● **SOURCE TEXT**
It was billed as a coheadlining tour, but since when is Mötley Crüe equal in status to the mighty Aerosmith? I mean, come on! Aerosmith dropped more killer tunes on Get Your Wings than Motley Crue produced in its entire career! Yet for some strange reason there still seem to be a lot of Crue fans out there, and all the ones in Vancouver showed up at GM Place to worship at the altar of L.A.’s sleaze-metal kings. They lapped up the mindless ’80s crotch rock like Pam Anderson tenderizing Tommy Lee.

The former hair farmers hit the stage to shooting flames and the strains of “Dr. Feelgood”, the title track from the 1989 album recorded in Vancouver with Bob Rock before he went on to (way) better things as Metallica’s in-house producer. The band was actually pretty great when it banged out the bracing “Live Wire”, a track from its impressive debut, Too Fast for Love, but like its glam-rock forefathers KISS, Mötley Crüe put its best album out first and went downhill from there.

“We really bonded with Aerosmith when we were here makin’ Dr. Feelgood and they were makin’ Pump,” proclaimed drummer Lee, before paying crude compliments to our city’s world-class strippers and “bitches”. The Crue has made a career out of demeaning women, but, unlike the last time it was here, Lee didn’t ream the ladies out for not flashing their tits.

Vince Neil implored the crowd to sing along on “Home Sweet Home”, a hit single off 1985’s substandard Theatre of Pain, and they did so with great gusto. The strangest part of the song came when a hard-bodied woman performed Cirque du Soleil–type acrobatics, dangling from a curtain at the back of the stage while the crowd swayed happily along and flicked their Bics. The chick wasn’t even topless!

Around this time I decided I’d had enough of the glorified warm-up act, and went off in search of an early Christmas gift/concert memento for myself. There was a real nice Aerosmith track jacket going for $80; it had the old-school wiggly band-name logo from Toys in the Attic on the front, and the famous wings design from Get Your Wings across the back.

I needed it.

But the first T-shirt booth I visited only had mediums in stock, so, cursing the sizable beer gut Aerosmith inspired me to grow, I went off in search of an XL. While strolling the packed passageways of GM Place, I caught a choice tidbit of wisdom from Neil. “When I say Motley, you say Crue!” he ordered, “and when I say fuck, you say you!”

● **STORED DATA**
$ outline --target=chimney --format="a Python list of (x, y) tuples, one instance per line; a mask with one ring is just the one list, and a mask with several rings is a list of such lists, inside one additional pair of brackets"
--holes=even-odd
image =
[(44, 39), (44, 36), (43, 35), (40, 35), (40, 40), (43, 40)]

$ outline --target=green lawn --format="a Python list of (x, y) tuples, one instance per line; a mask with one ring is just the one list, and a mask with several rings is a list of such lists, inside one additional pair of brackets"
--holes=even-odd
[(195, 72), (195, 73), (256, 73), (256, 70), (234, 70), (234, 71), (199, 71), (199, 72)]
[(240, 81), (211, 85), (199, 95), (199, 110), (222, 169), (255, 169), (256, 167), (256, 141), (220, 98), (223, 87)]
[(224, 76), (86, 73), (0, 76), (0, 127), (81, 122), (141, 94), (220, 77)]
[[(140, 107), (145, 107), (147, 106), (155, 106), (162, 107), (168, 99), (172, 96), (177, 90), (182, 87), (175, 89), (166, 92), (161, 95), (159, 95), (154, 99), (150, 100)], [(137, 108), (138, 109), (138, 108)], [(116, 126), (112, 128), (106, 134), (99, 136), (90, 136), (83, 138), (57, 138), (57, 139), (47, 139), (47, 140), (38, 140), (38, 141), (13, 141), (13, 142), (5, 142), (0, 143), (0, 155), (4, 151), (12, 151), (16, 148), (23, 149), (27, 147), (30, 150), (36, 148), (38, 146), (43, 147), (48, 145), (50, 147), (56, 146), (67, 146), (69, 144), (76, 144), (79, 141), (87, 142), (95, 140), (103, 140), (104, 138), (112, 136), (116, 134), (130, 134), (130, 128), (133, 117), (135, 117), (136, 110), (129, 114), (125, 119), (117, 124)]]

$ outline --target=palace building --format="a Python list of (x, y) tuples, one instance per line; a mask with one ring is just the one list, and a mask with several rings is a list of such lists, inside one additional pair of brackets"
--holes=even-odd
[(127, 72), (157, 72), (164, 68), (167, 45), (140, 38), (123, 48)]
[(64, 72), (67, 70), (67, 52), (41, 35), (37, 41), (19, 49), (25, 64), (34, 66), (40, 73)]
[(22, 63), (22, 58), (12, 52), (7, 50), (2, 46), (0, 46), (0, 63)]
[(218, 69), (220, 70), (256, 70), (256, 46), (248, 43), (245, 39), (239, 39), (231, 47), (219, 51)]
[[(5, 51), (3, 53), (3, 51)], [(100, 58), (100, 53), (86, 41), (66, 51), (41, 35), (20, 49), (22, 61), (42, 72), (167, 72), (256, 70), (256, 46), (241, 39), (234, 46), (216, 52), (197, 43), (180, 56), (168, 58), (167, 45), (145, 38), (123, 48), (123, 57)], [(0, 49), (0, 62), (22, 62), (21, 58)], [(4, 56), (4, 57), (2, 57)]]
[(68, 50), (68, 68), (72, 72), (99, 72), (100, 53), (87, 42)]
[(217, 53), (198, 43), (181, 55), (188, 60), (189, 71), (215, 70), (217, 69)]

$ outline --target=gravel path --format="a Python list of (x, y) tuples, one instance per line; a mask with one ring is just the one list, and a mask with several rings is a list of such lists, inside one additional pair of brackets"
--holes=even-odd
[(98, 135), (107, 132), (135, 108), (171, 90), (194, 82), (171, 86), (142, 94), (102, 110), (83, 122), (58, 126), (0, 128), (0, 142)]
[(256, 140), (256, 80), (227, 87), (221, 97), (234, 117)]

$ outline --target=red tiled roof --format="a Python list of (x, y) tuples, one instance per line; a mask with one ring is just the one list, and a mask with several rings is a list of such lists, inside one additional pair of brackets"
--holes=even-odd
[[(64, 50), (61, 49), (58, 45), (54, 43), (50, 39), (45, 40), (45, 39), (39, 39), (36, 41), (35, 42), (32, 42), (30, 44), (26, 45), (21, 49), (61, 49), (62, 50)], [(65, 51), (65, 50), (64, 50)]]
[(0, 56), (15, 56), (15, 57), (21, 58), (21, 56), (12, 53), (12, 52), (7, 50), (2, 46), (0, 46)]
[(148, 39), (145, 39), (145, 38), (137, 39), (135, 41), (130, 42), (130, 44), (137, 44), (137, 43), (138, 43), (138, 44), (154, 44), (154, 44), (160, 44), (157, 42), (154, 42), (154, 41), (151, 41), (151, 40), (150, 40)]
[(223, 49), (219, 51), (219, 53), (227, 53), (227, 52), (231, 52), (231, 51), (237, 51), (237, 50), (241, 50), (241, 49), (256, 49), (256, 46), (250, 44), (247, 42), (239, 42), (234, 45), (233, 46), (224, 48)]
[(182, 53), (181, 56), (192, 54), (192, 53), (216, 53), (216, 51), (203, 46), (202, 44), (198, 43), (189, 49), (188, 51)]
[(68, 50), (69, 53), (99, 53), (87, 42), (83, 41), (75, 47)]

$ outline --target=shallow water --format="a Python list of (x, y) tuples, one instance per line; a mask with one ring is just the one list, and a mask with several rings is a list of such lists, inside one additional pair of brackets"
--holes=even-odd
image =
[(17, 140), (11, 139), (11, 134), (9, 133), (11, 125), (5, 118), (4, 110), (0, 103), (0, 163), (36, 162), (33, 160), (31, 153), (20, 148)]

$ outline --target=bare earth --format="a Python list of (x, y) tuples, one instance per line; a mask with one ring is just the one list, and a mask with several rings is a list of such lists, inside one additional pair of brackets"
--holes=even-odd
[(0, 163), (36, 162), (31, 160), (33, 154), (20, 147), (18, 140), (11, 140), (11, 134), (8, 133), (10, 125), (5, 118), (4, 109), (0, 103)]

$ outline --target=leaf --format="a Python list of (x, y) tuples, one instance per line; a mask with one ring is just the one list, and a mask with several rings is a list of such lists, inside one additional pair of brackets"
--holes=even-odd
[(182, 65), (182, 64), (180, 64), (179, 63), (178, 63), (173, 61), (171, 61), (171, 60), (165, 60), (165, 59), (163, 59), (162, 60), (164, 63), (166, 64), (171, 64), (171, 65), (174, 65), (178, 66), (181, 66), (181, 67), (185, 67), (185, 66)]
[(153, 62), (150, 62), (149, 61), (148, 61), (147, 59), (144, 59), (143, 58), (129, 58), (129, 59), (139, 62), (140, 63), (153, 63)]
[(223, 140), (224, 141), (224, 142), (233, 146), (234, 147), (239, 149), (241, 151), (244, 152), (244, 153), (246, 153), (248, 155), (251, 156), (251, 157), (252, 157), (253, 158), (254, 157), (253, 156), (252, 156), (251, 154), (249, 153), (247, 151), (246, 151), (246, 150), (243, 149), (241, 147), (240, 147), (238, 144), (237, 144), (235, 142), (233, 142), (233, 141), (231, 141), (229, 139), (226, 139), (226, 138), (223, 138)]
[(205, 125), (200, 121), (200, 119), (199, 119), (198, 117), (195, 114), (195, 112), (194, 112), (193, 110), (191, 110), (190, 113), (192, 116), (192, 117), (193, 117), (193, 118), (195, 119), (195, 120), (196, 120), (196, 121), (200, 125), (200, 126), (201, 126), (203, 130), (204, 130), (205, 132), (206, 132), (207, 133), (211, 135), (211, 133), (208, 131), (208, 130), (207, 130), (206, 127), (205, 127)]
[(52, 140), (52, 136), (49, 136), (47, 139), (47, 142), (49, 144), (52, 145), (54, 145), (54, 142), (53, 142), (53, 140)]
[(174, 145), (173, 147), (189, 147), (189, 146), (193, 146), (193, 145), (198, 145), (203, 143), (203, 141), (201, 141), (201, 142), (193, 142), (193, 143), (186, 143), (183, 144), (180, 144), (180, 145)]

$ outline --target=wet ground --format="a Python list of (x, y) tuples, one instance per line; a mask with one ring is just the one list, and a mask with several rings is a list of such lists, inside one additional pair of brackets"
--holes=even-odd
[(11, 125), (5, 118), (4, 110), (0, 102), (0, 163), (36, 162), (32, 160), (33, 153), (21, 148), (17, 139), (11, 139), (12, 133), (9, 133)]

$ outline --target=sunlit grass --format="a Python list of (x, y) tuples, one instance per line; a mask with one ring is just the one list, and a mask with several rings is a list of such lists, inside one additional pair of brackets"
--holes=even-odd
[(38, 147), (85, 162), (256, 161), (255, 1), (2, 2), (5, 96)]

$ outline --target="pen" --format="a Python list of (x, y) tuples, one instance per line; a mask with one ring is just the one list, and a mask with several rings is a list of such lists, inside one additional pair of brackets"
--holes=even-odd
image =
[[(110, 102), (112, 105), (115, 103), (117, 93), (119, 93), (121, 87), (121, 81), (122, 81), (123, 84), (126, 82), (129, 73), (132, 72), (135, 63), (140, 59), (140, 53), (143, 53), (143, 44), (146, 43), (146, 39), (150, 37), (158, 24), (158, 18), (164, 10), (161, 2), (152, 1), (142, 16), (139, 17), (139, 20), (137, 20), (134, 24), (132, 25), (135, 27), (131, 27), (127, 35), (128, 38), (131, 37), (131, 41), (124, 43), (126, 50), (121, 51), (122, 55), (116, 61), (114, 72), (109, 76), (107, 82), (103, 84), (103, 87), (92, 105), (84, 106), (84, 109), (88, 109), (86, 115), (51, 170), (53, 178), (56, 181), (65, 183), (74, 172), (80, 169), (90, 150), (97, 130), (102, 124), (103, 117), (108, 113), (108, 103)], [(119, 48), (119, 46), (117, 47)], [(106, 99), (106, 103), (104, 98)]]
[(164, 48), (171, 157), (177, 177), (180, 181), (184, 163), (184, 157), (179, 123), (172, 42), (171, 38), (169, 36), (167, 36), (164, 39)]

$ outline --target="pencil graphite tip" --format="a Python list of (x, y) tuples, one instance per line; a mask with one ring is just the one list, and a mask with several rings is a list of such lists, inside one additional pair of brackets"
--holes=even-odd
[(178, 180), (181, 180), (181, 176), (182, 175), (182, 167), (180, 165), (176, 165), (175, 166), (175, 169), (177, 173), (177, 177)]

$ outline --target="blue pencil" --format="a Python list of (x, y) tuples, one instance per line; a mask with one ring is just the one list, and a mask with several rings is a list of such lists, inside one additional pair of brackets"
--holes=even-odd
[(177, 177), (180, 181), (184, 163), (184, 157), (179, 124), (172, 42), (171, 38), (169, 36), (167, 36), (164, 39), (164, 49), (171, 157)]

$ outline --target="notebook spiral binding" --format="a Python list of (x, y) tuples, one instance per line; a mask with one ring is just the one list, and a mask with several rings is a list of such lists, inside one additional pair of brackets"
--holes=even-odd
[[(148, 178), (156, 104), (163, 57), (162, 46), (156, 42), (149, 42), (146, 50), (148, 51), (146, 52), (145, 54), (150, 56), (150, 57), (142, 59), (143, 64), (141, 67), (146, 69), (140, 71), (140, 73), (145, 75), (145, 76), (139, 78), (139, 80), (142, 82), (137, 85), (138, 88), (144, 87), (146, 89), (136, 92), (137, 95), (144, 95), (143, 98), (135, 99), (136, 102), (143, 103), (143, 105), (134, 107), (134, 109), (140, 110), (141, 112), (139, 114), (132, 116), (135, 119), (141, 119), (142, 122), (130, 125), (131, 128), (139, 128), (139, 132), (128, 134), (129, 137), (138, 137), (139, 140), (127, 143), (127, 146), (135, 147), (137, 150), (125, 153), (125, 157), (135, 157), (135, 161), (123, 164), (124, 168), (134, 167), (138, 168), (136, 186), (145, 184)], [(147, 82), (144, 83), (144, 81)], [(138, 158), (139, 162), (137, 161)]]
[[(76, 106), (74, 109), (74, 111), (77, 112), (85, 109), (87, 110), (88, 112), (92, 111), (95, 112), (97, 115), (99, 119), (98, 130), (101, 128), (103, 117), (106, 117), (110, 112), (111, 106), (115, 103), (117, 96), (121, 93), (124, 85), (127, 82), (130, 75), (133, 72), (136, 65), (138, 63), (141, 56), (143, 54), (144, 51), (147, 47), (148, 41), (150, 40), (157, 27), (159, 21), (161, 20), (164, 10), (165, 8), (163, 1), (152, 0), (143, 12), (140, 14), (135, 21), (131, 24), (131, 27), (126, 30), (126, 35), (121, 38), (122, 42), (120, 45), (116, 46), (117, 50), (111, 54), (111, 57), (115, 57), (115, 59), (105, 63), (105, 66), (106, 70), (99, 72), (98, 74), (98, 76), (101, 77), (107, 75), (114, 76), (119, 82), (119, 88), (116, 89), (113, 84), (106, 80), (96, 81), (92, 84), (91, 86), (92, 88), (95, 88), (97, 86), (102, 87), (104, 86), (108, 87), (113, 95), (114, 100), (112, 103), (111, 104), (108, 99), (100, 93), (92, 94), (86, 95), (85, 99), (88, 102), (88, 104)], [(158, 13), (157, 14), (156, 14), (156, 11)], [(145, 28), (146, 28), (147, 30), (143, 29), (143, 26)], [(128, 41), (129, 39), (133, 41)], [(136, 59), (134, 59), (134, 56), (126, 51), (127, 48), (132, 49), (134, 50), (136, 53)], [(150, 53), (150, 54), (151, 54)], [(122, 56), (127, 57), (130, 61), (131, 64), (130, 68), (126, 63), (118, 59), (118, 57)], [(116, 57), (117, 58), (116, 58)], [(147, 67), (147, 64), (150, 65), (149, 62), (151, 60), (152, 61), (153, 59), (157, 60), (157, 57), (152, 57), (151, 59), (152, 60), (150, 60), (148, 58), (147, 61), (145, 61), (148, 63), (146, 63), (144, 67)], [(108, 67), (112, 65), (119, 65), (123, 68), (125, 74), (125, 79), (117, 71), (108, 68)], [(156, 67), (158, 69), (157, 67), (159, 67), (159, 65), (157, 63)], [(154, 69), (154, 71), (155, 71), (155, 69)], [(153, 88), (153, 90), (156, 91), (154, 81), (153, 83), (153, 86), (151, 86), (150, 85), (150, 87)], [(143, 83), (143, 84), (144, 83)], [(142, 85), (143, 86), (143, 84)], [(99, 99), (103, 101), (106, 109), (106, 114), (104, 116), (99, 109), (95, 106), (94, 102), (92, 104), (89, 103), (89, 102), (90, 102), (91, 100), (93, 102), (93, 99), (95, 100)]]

● **WHAT THIS EXERCISE ASKS**
**A)** According to the concert review, why did the writer go looking for an XL?
**B)** Answer these questions from the concert review, one answer per line:
(i) Where was the album Dr. Feelgood recorded?
(ii) Which album does "Live Wire" come from?
(iii) What was the price of the Aerosmith track jacket?
**C)** Resume the concert review after its last sentence, in the same voice.
The rows have no connection to the concert review.

● **ANSWERS TO THE EXERCISES**
**A)** The first T-shirt booth the writer visited only had mediums in stock. The writer blamed the beer gut Aerosmith had inspired for needing a larger size.

**B)**
(i) In Vancouver, with Bob Rock.
(ii) Too Fast for Love, the band's debut.
(iii) $80.

**C)**
So there’s a bit of the poet in him after all.

A suitable Aerosmith jacket never materialized, but that wasn’t the only disappointment of the night. When the heroes of my teenage years hit the stage to the gorgeous racket of “Toys in the Attic”, I noticed something was wrong. Four of the five original members looked familiar, but that guy on bass sure the hell wasn’t Tom Hamilton. For one thing, he had orangey hair. And he dressed like he was in the Odds. This wasn’t what I wanted, but no matter how loud I screamed “Where’s Tom?!” the show carried on. (I later learned that Hamilton was recovering from radiation treatment for throat cancer.)

Even without its classic lineup, Aerosmith offered something for everyone. The ’80s-obsessed Motley contingent went nuts for the “comeback” hit “Love in an Elevator”; fans of 2004’s blues CD, Honkin’ on Bobo, revelled in a rowdy version of Big Joe Williams’s “Baby, Please Don’t Go”; and yours truly got his ’70s jollies watching Steven Tyler and Joe Perry conjure the awesome “Seasons of Wither” amid a fake snowstorm.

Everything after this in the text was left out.